### Work to do
Format the rows from the line with "[Batch spec] Target class: white" up to and including the line with "[[193, 121, 211, 142]]" as a two-column CSV headed instruction and boxes. Give one CSV line per entry, with each field in double quotes and any line breaks replaced by spaces.

### Supplied material

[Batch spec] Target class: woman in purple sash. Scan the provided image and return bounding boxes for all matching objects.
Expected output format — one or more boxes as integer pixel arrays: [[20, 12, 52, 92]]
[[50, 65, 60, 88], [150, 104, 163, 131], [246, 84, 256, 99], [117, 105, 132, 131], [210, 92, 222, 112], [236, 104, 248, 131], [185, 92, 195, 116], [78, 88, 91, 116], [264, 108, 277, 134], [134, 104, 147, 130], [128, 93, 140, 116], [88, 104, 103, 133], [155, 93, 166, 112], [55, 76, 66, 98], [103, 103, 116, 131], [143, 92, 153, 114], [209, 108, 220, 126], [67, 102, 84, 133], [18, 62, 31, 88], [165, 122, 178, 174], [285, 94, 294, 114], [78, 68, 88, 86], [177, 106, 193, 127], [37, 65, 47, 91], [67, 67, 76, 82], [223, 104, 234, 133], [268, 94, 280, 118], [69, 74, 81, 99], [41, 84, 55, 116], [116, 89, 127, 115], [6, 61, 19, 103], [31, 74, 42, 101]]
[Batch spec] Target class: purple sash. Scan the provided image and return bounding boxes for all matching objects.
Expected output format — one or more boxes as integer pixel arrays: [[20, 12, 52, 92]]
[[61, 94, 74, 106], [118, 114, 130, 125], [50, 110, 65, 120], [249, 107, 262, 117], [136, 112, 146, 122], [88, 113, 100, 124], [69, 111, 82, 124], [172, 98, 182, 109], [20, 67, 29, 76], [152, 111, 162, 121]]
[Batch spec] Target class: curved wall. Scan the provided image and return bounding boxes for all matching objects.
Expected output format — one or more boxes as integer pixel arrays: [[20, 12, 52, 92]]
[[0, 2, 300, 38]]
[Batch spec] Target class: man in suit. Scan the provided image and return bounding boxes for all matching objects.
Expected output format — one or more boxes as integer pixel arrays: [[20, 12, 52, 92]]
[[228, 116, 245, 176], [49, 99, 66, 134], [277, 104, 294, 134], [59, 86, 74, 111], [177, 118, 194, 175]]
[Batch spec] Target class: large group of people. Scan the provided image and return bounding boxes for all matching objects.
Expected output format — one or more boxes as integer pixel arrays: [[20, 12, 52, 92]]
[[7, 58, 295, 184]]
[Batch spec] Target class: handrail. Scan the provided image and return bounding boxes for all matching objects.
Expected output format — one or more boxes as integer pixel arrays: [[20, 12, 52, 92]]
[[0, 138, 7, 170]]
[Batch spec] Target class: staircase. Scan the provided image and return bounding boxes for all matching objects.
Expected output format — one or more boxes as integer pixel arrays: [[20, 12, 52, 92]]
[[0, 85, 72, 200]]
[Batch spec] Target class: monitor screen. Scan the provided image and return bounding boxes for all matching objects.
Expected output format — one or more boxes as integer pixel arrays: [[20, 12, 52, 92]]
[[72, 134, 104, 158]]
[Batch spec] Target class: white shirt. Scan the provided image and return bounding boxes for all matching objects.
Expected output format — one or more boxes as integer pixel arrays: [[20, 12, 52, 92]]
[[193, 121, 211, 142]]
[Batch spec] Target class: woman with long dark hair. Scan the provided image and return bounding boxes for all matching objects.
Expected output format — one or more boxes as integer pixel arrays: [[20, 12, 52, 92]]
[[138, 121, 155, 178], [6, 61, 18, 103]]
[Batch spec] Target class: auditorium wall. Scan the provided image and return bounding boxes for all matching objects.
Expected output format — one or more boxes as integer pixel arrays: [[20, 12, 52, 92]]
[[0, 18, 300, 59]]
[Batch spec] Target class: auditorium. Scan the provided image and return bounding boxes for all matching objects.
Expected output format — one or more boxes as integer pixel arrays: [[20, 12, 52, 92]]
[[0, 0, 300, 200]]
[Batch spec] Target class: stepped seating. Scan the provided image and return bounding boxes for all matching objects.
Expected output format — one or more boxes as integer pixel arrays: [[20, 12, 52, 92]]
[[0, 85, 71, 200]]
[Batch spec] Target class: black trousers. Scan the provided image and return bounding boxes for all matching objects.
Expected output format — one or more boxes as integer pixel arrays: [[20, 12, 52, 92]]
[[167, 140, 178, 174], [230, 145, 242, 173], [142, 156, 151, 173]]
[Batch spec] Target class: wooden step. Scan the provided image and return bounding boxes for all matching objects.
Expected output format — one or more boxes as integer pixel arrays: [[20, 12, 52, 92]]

### Response to the exercise
instruction,boxes
"[Batch spec] Target class: white shirt. Scan the provided image and return bounding boxes for all matching objects. Expected output format — one or more boxes as integer pixel arrays: [[20, 12, 52, 92]]","[[193, 121, 211, 142]]"